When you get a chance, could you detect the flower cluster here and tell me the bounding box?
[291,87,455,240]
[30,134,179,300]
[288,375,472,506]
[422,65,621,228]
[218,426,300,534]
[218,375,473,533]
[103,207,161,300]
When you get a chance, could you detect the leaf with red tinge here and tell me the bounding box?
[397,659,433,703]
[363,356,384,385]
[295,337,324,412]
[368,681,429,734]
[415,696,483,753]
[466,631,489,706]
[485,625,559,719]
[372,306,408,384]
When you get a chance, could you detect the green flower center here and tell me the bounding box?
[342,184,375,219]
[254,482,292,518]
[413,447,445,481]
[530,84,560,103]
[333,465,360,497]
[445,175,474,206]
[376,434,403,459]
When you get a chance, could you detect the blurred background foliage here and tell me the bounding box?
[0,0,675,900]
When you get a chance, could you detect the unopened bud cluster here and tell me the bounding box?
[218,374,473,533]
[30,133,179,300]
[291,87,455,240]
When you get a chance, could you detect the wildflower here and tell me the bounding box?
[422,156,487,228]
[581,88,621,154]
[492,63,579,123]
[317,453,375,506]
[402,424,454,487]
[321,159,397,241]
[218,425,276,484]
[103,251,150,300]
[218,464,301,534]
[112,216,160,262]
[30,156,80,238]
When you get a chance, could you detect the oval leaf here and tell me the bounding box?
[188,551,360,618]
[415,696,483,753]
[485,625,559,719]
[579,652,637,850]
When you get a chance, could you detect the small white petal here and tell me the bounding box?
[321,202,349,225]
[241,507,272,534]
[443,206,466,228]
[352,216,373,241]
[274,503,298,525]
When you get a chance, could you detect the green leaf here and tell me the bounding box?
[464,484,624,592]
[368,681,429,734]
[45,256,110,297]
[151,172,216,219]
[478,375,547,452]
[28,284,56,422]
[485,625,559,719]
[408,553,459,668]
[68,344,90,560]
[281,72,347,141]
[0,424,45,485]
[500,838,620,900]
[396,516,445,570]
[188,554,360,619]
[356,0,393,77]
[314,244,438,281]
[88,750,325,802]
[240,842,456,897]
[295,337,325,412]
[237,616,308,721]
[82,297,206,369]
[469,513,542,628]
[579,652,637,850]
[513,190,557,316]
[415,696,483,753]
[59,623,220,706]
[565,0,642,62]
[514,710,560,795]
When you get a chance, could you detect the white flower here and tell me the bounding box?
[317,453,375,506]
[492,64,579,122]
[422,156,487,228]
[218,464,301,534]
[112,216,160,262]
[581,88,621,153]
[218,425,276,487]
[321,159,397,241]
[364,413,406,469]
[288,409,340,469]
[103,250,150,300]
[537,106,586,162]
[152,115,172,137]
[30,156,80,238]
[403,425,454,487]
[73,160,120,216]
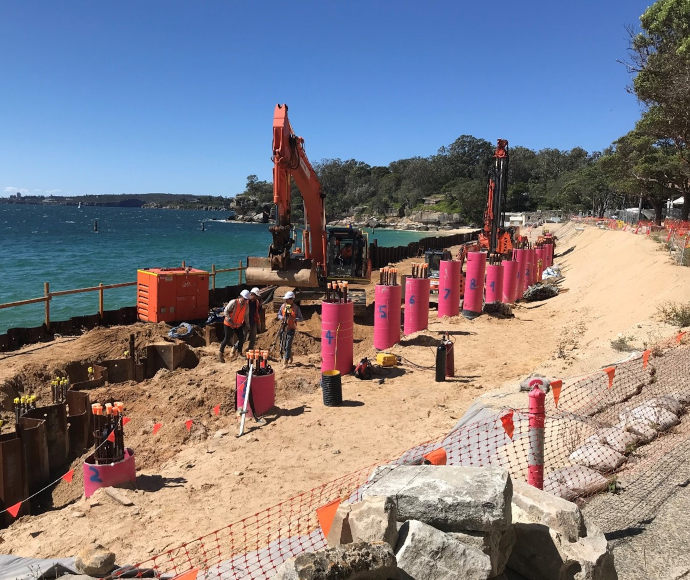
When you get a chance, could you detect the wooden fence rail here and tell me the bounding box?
[0,260,247,329]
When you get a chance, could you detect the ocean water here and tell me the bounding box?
[0,204,431,333]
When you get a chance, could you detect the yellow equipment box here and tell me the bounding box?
[376,352,398,367]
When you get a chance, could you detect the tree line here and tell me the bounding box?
[243,0,690,224]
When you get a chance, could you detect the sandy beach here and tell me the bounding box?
[0,222,690,563]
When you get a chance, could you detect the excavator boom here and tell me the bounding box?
[246,104,371,288]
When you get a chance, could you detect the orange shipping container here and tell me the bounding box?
[137,268,208,322]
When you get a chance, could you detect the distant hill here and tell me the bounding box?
[0,193,232,210]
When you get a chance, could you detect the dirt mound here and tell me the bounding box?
[0,225,690,563]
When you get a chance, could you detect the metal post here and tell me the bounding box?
[43,282,50,330]
[527,387,546,489]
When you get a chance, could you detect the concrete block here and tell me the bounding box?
[513,481,585,542]
[363,465,513,532]
[395,520,492,580]
[508,506,618,580]
[349,496,398,548]
[448,526,515,578]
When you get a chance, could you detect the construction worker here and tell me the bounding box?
[249,288,264,350]
[218,290,249,362]
[278,291,304,367]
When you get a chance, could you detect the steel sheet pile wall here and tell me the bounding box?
[369,230,479,270]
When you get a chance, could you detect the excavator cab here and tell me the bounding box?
[326,227,369,280]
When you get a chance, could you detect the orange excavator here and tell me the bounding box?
[479,139,527,257]
[246,104,371,298]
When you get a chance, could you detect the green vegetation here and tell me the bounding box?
[657,302,690,328]
[611,334,635,352]
[2,0,690,224]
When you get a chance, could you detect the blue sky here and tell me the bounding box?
[0,0,651,196]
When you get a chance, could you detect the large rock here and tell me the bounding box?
[448,526,515,578]
[74,544,115,576]
[363,465,513,532]
[274,542,399,580]
[395,520,493,580]
[508,505,618,580]
[513,480,586,542]
[349,496,398,547]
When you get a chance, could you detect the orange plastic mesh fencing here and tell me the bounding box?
[115,342,690,579]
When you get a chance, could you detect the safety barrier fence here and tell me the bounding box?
[94,333,690,580]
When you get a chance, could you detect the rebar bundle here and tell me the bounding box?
[91,401,125,465]
[325,280,349,304]
[379,266,398,286]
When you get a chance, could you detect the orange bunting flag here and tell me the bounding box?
[172,568,199,580]
[604,367,616,389]
[7,502,22,518]
[551,380,563,407]
[424,447,448,465]
[501,411,515,439]
[642,350,652,369]
[316,499,341,537]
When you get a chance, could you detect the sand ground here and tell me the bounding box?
[0,223,690,563]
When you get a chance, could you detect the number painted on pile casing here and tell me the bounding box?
[88,465,103,483]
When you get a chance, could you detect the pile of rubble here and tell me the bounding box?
[276,465,617,580]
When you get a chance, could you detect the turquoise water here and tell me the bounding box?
[0,204,430,333]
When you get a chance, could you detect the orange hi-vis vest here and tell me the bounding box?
[223,299,247,328]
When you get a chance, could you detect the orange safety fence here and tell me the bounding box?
[103,333,690,580]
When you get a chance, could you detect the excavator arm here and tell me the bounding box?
[270,104,326,270]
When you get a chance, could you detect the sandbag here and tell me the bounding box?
[585,427,640,455]
[618,404,680,432]
[568,443,625,472]
[544,465,609,501]
[647,395,685,416]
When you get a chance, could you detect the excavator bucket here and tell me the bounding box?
[245,257,319,288]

□ □ □ □

__WORK TO COMPLETE__. Could you format every one of these records as a two-column CSV with the headers request and boxes? Give one row per request, put its text and its answer each in a single double-quoted field with line breaks turned into spaces, and leave the pictures out.

__OUTPUT FOR THIS TASK__.
request,boxes
"When you get a chance, could you detect the flower cluster here and tell me the bounding box?","[291,87,455,240] [30,134,179,300] [288,375,472,506] [422,65,621,228] [218,426,300,534] [218,375,473,533] [103,207,161,300]"
"When you get a chance, could you detect the leaf with red tinge here and tell me the bounding box?","[397,659,433,703] [363,356,384,385] [295,337,324,412] [368,681,429,734] [415,696,483,753] [466,631,489,706] [485,625,559,719] [372,306,408,384]"
"When you get a chance, could you detect the green flower center here and tell me the bounding box?","[342,184,375,219] [254,482,292,518] [413,447,445,481] [530,84,560,103] [333,465,360,497] [445,175,474,206] [376,434,403,459]"
"When you get a chance, could you detect the blurred background foliage here and tell me the bounding box?","[0,0,675,900]"
"When you get a chance, could you detect the unopened bud cluster here and tell me the bounding box?","[218,374,473,533] [30,133,179,300] [291,87,455,240]"
"When you get a chance, could you detect the wildflower here and tell me the bounding box?","[422,156,487,228] [581,88,621,154] [492,63,579,123] [317,453,375,506] [402,424,454,487] [321,159,397,241] [218,425,276,484] [103,251,150,300] [218,464,301,534] [112,216,160,262] [30,156,80,238]"
"When you get a chance, could you detect the oval leaf here and tell me the bounding box?","[188,551,360,618] [415,696,483,753] [485,625,559,719] [579,652,637,850]"
"When you get a chance, could you detect the small white petal here and tell me the bounding box?","[321,202,349,225] [241,507,272,534] [443,206,466,228] [352,216,373,241] [274,503,298,525]"
"When you get a chance, could you detect the green leaf here and tell me the bounding box?","[464,484,624,592] [368,681,429,734] [45,256,110,297] [151,172,216,219] [478,375,547,452] [28,284,56,422] [485,625,559,719] [408,553,459,668] [68,344,90,560] [281,72,347,141] [0,424,45,485] [500,838,620,900] [396,516,445,570] [188,554,360,619] [356,0,393,77] [314,244,438,281] [88,750,325,802] [240,842,456,897] [295,337,325,412] [237,616,308,721] [82,297,206,369] [469,513,542,628] [579,652,637,850] [513,190,557,316] [415,696,483,753] [59,623,220,706] [565,0,642,62] [514,710,560,795]"
"When you get a chance, could you detect the white flower here and tell me the bounding box?","[317,453,375,506] [492,64,579,122] [422,156,487,228] [218,464,301,534] [112,216,160,262] [581,88,621,153] [218,425,276,487] [321,159,397,241] [364,413,406,469] [288,409,340,469] [103,250,150,300] [537,106,586,162] [152,115,172,137] [30,156,80,238] [403,425,454,487] [73,160,120,216]"
"When you get a chance, could you detect the wooden fence rail here and tell me the bounding box?","[0,260,247,329]"
"When you get a chance, could you detect the ocean water here and tell me the bounding box?","[0,204,431,333]"
"When you get a chance, could you detect the yellow equipment box here and tell me the bounding box?","[376,352,398,367]"
"When you get a chance, could you detect the tree line here and tell me the bounding box?","[243,0,690,224]"
"When you get a chance, could you detect the sandy beach here and tell me the bounding box?","[0,222,690,563]"
"When you get a chance, could you detect the excavator boom here and tell me the bounding box?","[246,104,371,288]"
"When you get a chance, could you detect the orange shipping container here and tell me the bounding box?","[137,268,208,322]"
"When you get a chance, could you detect the distant hill here and tell me the bounding box?","[0,193,232,210]"
"When you get a chance, could you detect the dirt mound here and tell me the bounding box?","[0,225,690,563]"
"When you get a chance, could you detect the metal post here and tell me the bounding box?","[43,282,50,330] [527,387,546,489]"
"When you get a chance, could you detect the concrete block here and tell me the bounding box?","[513,481,585,542] [363,465,513,532] [395,520,492,580] [508,506,618,580] [349,496,398,548] [448,526,515,578]"
"When you get a chance, could you detect the construction worker here and tell me the bounding box?","[249,288,264,350] [218,290,249,362] [278,291,304,367]"
"When you get a chance, could you detect the steel sheet pile wall here and tell me the bounding box?","[369,230,479,270]"
"When you get a chance, could you detect the excavator cab here and tell me the bounding box?","[326,227,369,280]"
"When you get a chance, could you detect the orange excavator here and tell me the bounding box?","[479,139,527,257] [246,104,371,298]"
"When you get a chance, could you detect the green vegetation here and tell me the bounding box?","[657,302,690,328] [611,334,635,352] [2,0,690,224]"
"When you get a chance, could you detect the blue sky here and tell me the bounding box?","[0,0,651,196]"
"When you get a chance, could you detect the large rock here and tell me the bounding box?","[448,526,515,578] [74,544,115,576] [363,465,513,532] [274,542,399,580] [395,520,493,580] [508,505,618,580] [513,480,586,542] [349,496,398,547]"
"When you get a chance, could you detect the orange plastic mesh fencing here and tell me the bounding box?","[115,342,690,579]"
"When you get a chance, could you detect the safety barrier fence here and tell me the bounding box?","[94,333,690,580]"
"When you get a chance, could you detect the rebar bundle here and tell me the bounding box?","[91,401,125,465] [325,280,349,304] [379,266,398,286]"
"When you get a chance, could you detect the orange bunting flag here and tell me the bounding box?","[172,568,199,580] [604,367,616,389] [7,502,22,518] [551,380,563,407] [424,447,448,465] [501,411,515,439] [642,350,652,369] [316,499,341,537]"
"When you get a chance, could you detect the sand ground here and tell me the bounding box?","[0,223,690,563]"
"When you get a chance, could you detect the number painted on pile casing here and tell me the bounding box?","[88,465,103,483]"
"When you get a chance, could you detect the pile of rubble here and tell me the bounding box?","[276,465,617,580]"
"When you get a chance, could you detect the turquoise water here and tell me the bounding box?","[0,204,430,333]"
"When you get a chance, could you detect the orange hi-vis vest here and tell me the bounding box?","[223,299,247,328]"
"When you get a chance, could you detect the orange safety fence here and tell me the bounding box?","[103,333,690,580]"
"When you get a chance, could you detect the excavator arm here and tell me the bounding box?","[270,104,326,270]"
"When you get a chance, could you detect the sandbag here and tell me the bounding box?","[585,427,640,455] [618,404,680,432] [568,443,625,472] [544,465,609,501] [647,395,685,416]"
"When you get a chance, could you detect the excavator bucket here and tell me the bounding box?","[245,257,319,288]"